Pick out every line in the data below that contains the string "lagoon", and copy each one.

**SUPPLIED DATA:**
**********

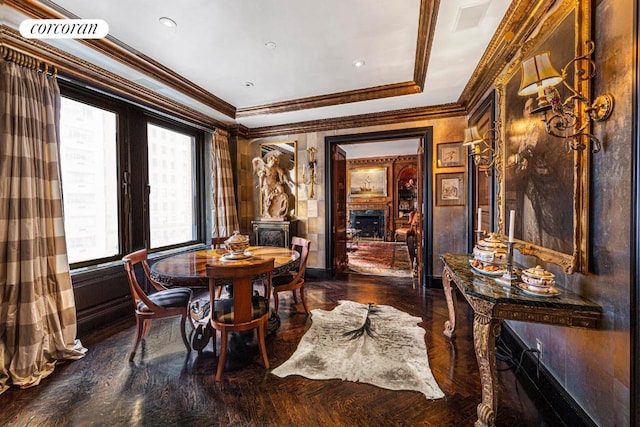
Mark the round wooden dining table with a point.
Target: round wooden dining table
(188, 269)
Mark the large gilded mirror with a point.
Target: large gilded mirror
(287, 162)
(543, 181)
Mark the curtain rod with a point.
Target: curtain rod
(27, 61)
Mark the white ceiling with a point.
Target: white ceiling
(220, 45)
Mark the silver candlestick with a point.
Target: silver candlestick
(509, 276)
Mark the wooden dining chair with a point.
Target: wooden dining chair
(246, 310)
(293, 280)
(162, 303)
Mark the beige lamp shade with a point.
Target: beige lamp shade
(538, 72)
(471, 136)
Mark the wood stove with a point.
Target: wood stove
(371, 223)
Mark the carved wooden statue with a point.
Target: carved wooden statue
(274, 184)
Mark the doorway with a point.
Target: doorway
(337, 238)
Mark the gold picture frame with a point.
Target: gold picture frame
(544, 182)
(450, 189)
(450, 154)
(367, 182)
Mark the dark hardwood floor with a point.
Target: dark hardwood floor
(165, 386)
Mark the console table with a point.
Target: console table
(492, 302)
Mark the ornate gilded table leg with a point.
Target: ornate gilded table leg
(449, 294)
(485, 331)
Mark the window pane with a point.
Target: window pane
(88, 159)
(172, 178)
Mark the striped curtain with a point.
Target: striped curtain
(37, 305)
(224, 213)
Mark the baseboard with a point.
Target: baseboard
(103, 315)
(540, 381)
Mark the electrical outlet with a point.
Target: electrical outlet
(539, 347)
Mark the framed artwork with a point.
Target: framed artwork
(450, 154)
(541, 179)
(367, 181)
(450, 189)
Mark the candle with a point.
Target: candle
(512, 215)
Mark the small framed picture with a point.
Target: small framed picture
(450, 154)
(450, 189)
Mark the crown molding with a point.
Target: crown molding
(128, 56)
(385, 91)
(116, 50)
(361, 120)
(426, 30)
(519, 22)
(85, 72)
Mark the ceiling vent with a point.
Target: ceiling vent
(470, 16)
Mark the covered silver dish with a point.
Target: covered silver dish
(538, 278)
(237, 244)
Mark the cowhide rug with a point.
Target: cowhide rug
(375, 344)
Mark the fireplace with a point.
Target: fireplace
(371, 223)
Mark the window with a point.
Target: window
(172, 198)
(131, 178)
(88, 158)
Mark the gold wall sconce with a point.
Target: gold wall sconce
(309, 173)
(562, 118)
(481, 148)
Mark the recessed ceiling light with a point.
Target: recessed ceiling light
(168, 22)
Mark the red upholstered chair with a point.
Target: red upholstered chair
(402, 233)
(293, 280)
(163, 303)
(244, 311)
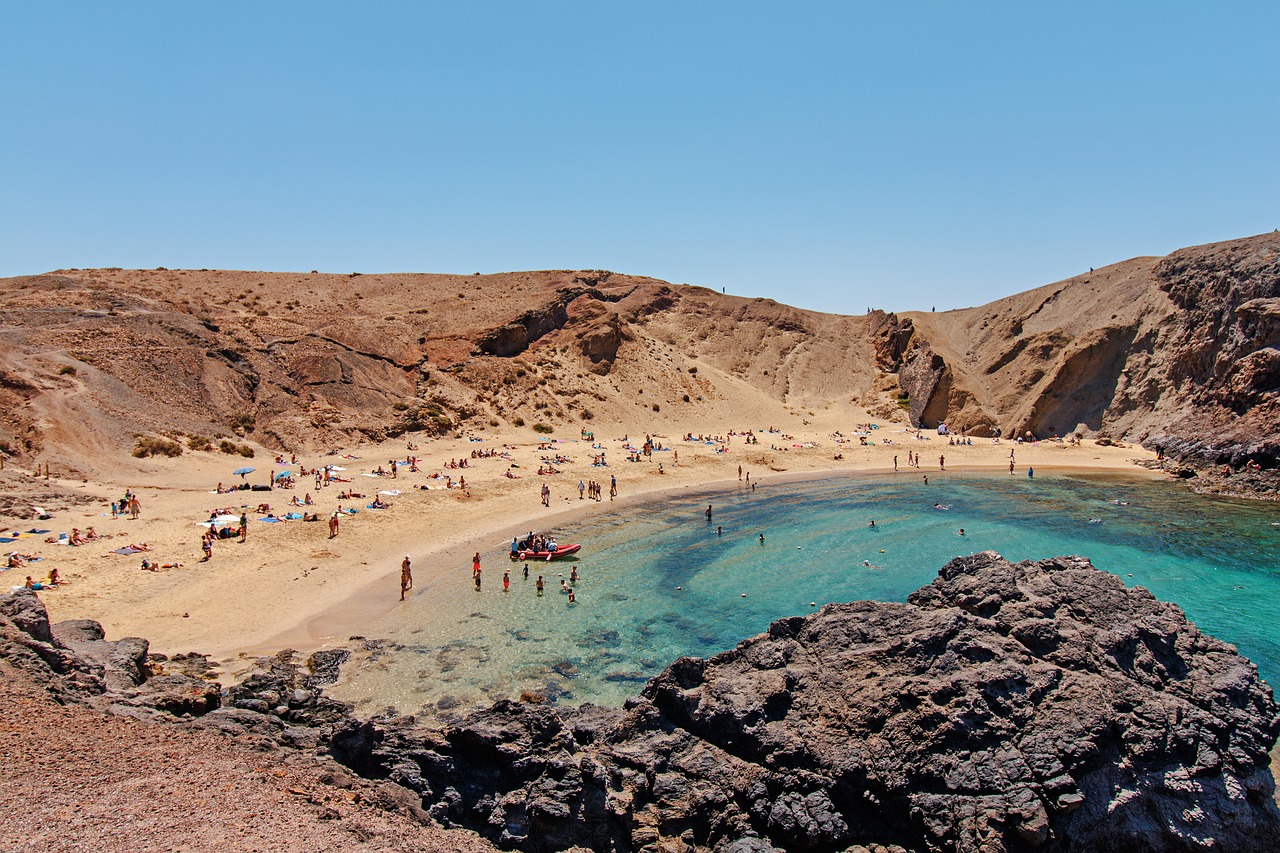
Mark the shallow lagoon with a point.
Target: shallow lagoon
(658, 582)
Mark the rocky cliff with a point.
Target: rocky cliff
(1180, 354)
(1033, 706)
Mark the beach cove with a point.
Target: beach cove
(268, 592)
(661, 582)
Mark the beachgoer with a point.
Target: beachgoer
(406, 576)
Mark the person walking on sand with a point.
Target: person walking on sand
(406, 576)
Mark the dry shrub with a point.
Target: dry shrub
(154, 446)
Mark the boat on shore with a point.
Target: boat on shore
(561, 551)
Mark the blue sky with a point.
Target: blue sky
(828, 155)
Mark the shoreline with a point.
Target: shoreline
(336, 625)
(289, 585)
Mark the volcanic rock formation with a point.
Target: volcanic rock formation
(1180, 354)
(1040, 706)
(1032, 706)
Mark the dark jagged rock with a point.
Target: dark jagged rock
(74, 662)
(1037, 706)
(1005, 707)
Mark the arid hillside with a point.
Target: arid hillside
(1180, 352)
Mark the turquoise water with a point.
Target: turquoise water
(658, 582)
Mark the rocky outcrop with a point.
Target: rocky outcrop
(1034, 706)
(74, 661)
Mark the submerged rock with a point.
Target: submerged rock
(1033, 706)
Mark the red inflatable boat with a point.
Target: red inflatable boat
(563, 551)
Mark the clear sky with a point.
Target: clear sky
(828, 155)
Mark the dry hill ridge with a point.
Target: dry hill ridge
(1180, 352)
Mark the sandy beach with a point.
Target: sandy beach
(292, 585)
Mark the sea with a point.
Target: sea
(659, 580)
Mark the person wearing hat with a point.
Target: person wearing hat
(406, 576)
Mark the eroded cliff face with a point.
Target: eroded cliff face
(1182, 354)
(1034, 706)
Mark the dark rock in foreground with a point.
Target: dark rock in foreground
(1034, 706)
(1040, 706)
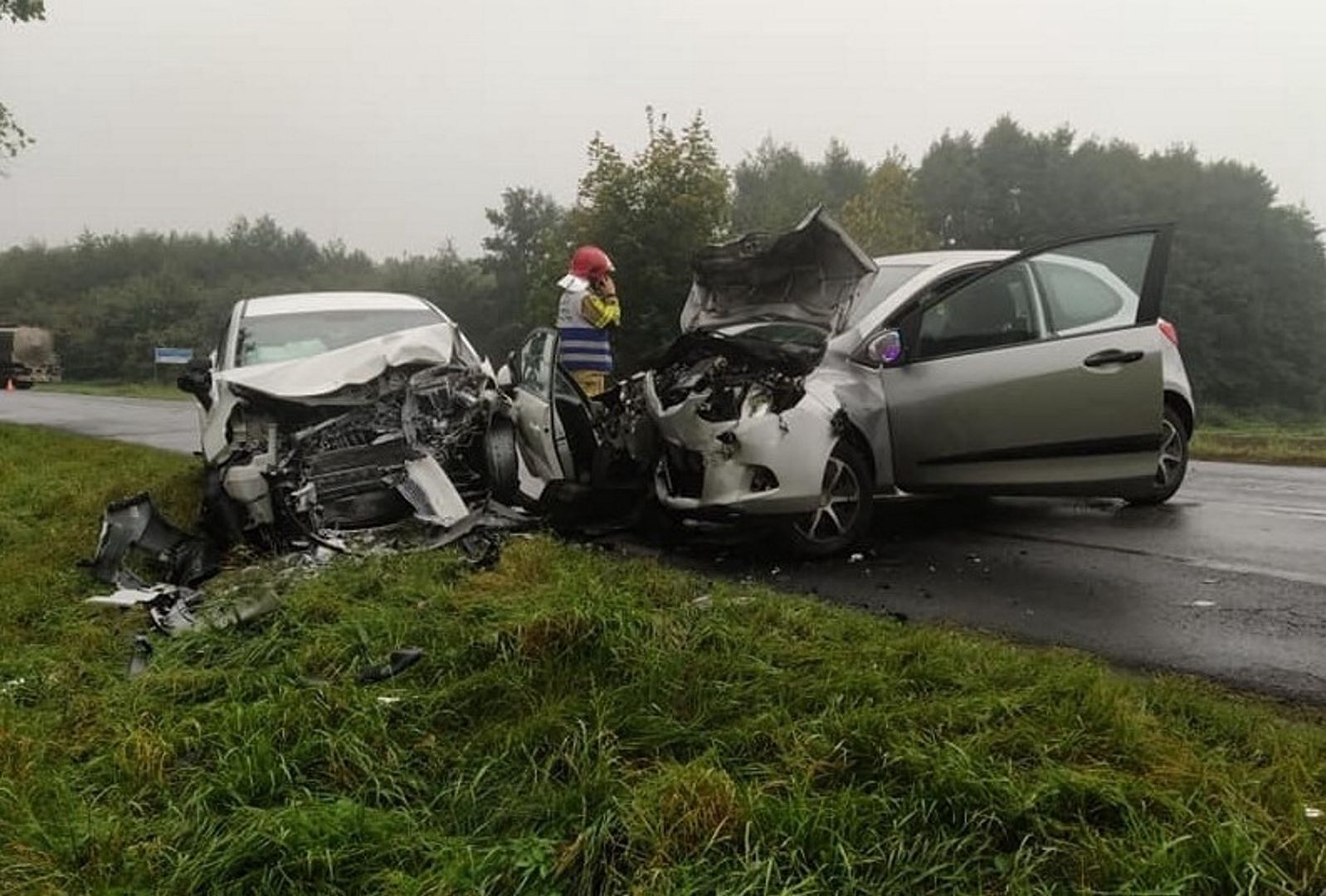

**********

**RESPONSE:**
Mark the shallow lagoon with a point.
Target: shallow lagoon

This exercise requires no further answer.